Arrange the lines below as a two-column CSV with the columns input and response, one row for each line that has an answer under it. Put each field in quotes with line breaks turned into spaces, and leave the pictures out.

[Saved data entries]
════════════════
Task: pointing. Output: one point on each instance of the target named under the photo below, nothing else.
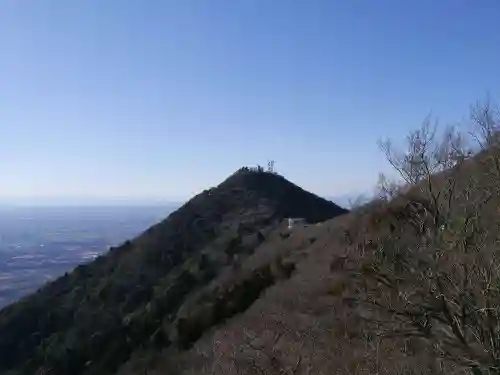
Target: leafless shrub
(435, 273)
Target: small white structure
(296, 221)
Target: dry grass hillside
(406, 284)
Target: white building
(296, 221)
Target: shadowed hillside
(93, 319)
(405, 284)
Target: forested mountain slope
(129, 300)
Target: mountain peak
(131, 296)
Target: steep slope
(93, 319)
(407, 286)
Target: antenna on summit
(270, 166)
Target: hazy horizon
(119, 100)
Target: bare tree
(436, 273)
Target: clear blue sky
(161, 99)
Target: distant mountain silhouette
(95, 318)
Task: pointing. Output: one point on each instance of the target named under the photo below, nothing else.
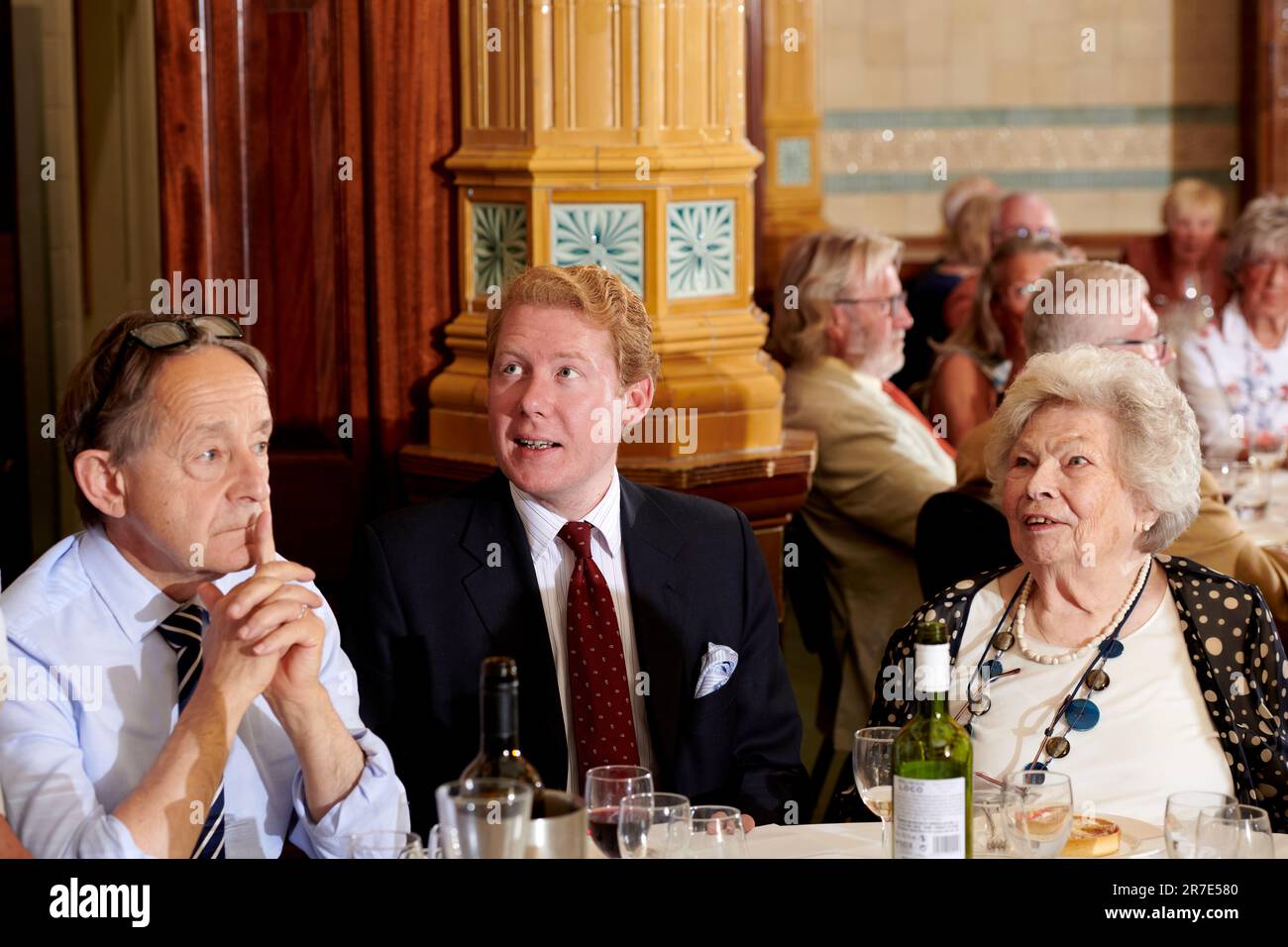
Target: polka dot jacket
(1236, 657)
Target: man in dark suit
(563, 565)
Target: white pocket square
(717, 667)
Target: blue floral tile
(601, 235)
(500, 244)
(794, 163)
(699, 247)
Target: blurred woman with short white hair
(1138, 676)
(1235, 369)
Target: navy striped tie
(183, 631)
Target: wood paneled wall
(301, 146)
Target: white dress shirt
(1154, 736)
(69, 753)
(553, 561)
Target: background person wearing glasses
(226, 719)
(838, 330)
(1019, 214)
(1215, 538)
(979, 360)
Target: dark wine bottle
(498, 725)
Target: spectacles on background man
(162, 334)
(889, 304)
(1157, 344)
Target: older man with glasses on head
(196, 702)
(838, 330)
(1215, 539)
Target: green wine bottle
(931, 762)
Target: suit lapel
(503, 590)
(652, 543)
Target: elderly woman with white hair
(1235, 369)
(1133, 673)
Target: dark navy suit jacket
(429, 607)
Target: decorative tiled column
(613, 132)
(791, 191)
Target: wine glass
(605, 788)
(1181, 819)
(655, 825)
(1225, 474)
(1037, 812)
(1234, 831)
(717, 832)
(483, 818)
(385, 844)
(1250, 489)
(872, 774)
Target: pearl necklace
(1095, 642)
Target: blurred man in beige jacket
(838, 329)
(1215, 539)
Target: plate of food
(1100, 836)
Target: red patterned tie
(603, 722)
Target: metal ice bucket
(558, 827)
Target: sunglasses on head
(162, 334)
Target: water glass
(1181, 819)
(1037, 812)
(386, 844)
(483, 818)
(1234, 831)
(717, 832)
(655, 825)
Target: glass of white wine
(872, 774)
(1037, 812)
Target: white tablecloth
(857, 840)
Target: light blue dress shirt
(93, 696)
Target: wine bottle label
(928, 818)
(934, 669)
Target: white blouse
(1234, 384)
(1154, 735)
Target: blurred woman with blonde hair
(978, 361)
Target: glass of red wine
(605, 788)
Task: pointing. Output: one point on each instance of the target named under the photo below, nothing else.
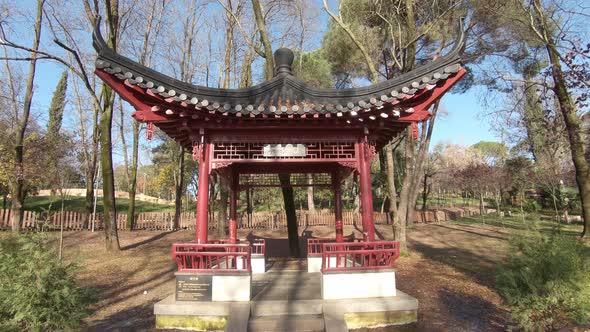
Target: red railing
(258, 245)
(211, 257)
(355, 256)
(314, 245)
════════════════
• [THE SOLUTION]
input,response
"Task: pointing. Output: one point on each instance of the target named under the photo below, nothing else. Target: leafless shrub","(435, 273)"
"Target: small white structure","(296, 221)"
"Target: dry grass hillside","(406, 284)"
"Target: white building","(296, 221)"
"Target: shadowed hillside","(93, 319) (405, 284)"
"Target: forested mountain slope","(129, 300)"
"Target: mountain peak","(131, 296)"
"Target: steep slope","(93, 319) (407, 286)"
"Target: antenna on summit","(270, 166)"
"Target: hazy horizon","(119, 100)"
"Target: bare tree","(436, 273)"
"Target: clear blue sky","(161, 99)"
"Target: distant mountain silhouette","(95, 318)"
"Task: pointing. Output: one point on each instance of the target named under the photo below, nothing else. Target: polka dot jacket","(1236, 657)"
"Target: man in dark suit","(563, 565)"
"Target: white pocket square","(717, 667)"
"Target: blue floral tile","(601, 235) (500, 244) (794, 163) (699, 247)"
"Target: blurred woman with short white hair","(1138, 676) (1235, 369)"
"Target: navy striped tie","(183, 631)"
"Target: wood paneled wall","(301, 146)"
"Target: white dress shirt","(1154, 736) (69, 753) (553, 561)"
"Target: background person wearing glasses","(226, 719) (838, 330) (1019, 214) (1215, 538) (979, 360)"
"Target: dark wine bottle","(498, 725)"
"Target: spectacles on background man","(162, 334) (889, 304) (1157, 344)"
"Target: older man with glasses on head","(196, 702) (838, 330) (1215, 539)"
"Target: green wine bottle","(931, 762)"
"Target: suit lapel","(503, 590) (652, 543)"
"Target: elderly woman with white hair","(1235, 369) (1133, 673)"
"Target: dark navy suit jacket","(429, 607)"
"Target: decorative tiled column","(613, 132) (791, 191)"
"Target: wine glass","(605, 788) (1181, 819) (655, 825) (1225, 474) (1037, 812) (1234, 831) (717, 832) (483, 818) (385, 844) (1250, 489) (872, 774)"
"Target: pearl necklace","(1095, 642)"
"Target: blurred man in beige jacket","(838, 329) (1215, 539)"
"Target: plate of food","(1100, 836)"
"Target: red patterned tie","(603, 722)"
"Target: metal ice bucket","(558, 827)"
"Target: sunglasses on head","(162, 334)"
"Target: water glass","(1181, 819) (1037, 812) (386, 844) (483, 818) (1234, 831) (717, 832) (655, 825)"
"Target: glass of white wine","(872, 774) (1037, 812)"
"Target: white tablecloth","(857, 840)"
"Target: light blue dress shirt","(93, 696)"
"Target: wine bottle label","(928, 818) (934, 669)"
"Target: white blouse","(1234, 384) (1154, 735)"
"Target: blurred woman with blonde hair","(978, 361)"
"Target: glass of red wine","(605, 788)"
"Task: pointing. Output: one point on each instance of the target named under the photo below, nothing else. Target: red railing","(258, 245) (211, 257) (355, 256) (314, 245)"